◆ AIM OF THE TASK
Each line from the one that contains "Practice. Locate the red car" to the end of the material must be set down exactly, and no line before it.

◆ AVAILABLE RECORDS
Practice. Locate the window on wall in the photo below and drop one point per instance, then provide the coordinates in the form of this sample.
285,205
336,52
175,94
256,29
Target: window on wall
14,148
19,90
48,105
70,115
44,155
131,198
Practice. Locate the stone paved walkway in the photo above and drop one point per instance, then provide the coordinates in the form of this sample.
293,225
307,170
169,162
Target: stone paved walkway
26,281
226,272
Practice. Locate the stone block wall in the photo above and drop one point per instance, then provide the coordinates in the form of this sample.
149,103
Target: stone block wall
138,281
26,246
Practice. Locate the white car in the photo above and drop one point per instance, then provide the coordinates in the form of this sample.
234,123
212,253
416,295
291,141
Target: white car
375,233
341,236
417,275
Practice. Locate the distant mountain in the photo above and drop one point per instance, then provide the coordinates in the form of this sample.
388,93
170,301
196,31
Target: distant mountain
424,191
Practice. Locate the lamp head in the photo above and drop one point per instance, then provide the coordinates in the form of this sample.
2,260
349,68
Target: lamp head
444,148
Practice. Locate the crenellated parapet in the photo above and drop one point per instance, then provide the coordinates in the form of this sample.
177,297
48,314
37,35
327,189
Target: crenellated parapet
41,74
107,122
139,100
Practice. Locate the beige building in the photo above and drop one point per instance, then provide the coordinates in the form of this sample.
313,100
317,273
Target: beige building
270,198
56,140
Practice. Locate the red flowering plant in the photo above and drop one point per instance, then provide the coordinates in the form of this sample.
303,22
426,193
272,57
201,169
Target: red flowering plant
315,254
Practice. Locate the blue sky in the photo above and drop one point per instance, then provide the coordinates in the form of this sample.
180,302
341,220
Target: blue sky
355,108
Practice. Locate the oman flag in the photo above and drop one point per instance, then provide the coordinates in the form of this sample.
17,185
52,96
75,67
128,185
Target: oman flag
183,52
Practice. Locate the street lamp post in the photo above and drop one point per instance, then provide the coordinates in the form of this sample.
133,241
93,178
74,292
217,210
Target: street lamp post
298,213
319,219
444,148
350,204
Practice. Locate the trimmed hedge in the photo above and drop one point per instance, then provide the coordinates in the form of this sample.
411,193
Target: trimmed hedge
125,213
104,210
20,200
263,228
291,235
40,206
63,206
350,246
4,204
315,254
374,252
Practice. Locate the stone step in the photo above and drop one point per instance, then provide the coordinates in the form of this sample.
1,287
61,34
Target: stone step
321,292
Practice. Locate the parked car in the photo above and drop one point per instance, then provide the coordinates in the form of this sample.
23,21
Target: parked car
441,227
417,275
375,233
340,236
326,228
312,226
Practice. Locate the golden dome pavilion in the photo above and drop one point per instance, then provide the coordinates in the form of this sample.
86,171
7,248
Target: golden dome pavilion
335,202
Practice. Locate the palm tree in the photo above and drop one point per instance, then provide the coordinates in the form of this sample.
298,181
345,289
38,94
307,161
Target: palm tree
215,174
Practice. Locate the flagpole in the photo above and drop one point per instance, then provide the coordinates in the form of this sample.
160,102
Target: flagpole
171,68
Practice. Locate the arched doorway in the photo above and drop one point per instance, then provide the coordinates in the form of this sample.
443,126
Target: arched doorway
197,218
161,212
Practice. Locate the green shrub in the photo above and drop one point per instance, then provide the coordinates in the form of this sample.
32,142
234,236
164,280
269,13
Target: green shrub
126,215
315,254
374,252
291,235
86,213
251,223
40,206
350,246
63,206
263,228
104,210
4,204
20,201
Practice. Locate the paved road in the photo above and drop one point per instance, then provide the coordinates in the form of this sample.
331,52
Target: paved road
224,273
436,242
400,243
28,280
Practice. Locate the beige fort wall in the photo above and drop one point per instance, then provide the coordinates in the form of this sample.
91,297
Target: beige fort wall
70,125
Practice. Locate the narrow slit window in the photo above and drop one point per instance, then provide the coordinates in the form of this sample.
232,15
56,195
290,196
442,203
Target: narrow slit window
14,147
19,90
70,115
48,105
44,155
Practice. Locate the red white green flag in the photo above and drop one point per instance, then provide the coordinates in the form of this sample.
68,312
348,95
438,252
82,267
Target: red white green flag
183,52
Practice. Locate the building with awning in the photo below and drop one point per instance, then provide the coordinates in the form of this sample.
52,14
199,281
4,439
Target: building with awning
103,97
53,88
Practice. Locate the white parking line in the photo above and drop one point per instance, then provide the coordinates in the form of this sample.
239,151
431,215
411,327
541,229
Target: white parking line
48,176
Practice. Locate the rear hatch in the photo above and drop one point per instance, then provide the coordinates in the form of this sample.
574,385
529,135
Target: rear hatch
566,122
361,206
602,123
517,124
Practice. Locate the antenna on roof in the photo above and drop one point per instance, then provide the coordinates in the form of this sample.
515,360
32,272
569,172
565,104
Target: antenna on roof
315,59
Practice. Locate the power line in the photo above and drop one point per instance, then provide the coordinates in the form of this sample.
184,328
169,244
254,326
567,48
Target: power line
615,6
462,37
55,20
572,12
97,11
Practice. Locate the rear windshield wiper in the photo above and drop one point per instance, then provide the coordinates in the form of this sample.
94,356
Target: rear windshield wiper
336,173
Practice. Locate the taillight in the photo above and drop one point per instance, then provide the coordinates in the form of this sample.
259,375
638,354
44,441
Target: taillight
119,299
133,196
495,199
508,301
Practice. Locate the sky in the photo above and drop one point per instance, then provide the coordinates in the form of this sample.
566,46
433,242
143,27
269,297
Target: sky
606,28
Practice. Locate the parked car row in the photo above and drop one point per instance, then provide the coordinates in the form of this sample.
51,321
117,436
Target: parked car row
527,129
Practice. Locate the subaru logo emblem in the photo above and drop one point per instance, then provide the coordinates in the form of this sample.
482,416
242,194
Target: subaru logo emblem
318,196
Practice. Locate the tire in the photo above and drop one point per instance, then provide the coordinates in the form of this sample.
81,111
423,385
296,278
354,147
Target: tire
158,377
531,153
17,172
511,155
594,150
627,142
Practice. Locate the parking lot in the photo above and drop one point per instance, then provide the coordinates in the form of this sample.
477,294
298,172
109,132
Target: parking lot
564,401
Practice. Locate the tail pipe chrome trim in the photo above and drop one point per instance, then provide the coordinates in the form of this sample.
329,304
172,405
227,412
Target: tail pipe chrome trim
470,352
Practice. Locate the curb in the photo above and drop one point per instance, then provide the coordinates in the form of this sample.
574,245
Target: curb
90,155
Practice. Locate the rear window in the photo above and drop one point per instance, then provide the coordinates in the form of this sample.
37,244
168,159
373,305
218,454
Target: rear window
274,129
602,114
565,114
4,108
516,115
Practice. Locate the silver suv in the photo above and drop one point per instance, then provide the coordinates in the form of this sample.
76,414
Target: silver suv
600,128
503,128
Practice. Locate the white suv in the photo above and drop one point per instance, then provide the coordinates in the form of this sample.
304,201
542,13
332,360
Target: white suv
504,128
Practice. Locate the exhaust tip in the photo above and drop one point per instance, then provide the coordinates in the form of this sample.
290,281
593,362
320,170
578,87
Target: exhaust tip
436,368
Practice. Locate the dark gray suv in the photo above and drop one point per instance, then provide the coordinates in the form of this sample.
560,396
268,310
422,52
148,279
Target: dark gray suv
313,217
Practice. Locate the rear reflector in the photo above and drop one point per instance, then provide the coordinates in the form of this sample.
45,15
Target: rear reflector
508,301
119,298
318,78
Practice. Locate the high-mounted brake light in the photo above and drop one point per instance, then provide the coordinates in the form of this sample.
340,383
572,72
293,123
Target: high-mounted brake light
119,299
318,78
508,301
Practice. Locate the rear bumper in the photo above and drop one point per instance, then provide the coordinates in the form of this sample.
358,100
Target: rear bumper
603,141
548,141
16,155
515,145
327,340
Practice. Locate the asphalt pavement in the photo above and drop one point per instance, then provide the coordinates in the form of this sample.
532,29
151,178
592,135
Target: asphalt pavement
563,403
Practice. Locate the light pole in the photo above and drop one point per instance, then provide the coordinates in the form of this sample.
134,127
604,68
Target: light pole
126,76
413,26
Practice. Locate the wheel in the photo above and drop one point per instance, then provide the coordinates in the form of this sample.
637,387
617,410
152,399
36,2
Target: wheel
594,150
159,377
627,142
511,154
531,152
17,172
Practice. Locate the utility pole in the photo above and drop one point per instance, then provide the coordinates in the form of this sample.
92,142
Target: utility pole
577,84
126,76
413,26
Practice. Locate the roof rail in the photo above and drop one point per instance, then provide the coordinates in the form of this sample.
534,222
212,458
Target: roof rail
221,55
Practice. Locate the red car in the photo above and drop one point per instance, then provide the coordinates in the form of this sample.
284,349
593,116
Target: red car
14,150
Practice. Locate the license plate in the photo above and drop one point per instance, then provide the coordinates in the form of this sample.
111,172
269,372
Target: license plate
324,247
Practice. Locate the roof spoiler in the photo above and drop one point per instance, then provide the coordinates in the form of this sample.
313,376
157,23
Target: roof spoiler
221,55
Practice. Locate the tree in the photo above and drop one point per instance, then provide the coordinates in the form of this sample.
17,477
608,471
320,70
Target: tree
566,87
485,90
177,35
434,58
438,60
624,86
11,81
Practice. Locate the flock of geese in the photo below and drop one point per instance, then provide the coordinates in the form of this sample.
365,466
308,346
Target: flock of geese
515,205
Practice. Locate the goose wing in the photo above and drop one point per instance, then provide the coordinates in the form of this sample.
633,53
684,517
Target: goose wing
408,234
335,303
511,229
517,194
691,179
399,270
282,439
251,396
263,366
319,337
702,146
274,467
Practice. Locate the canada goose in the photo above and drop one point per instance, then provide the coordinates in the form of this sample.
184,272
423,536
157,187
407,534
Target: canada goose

◆ TASK RESPONSE
Practice. Locate the red car in the photo above and drop one point per instance, then provide the coordinates in the form of this sample.
284,349
593,116
Target: red car
14,150
Practice. Locate the license plate in the photo above and drop one point per instance, then provide the coordinates in the form of this sample.
111,172
269,372
Target: license plate
324,247
Practice. Locate the roof spoiler in the photo above and drop one point per instance, then provide the coordinates in the form of this sample.
313,376
157,23
Target: roof spoiler
221,55
Practice. Locate the tree in the photo above and drop one point per instance, then provide the coordinates in the form of this sample.
17,477
608,471
320,70
Target: tree
566,87
485,90
177,35
434,58
438,60
624,86
11,81
Practice. Locate the flock of geese in the photo below and drop one point per instance, then provide the coordinates in the form of this sample.
365,466
308,346
Target: flock of geese
515,205
Practice. Locate the goose wing in the photo above and drop one point per instance, then provide the coordinates in the form of this sample.
633,53
684,517
Target: goose wing
408,234
335,303
511,229
517,194
691,179
399,270
282,439
251,396
263,366
319,337
702,146
274,467
Practice. Locate the canada goose in the photo above and drop one point per instance, then provide the coordinates in the form of this sample.
184,272
423,536
157,187
407,534
Target: canada goose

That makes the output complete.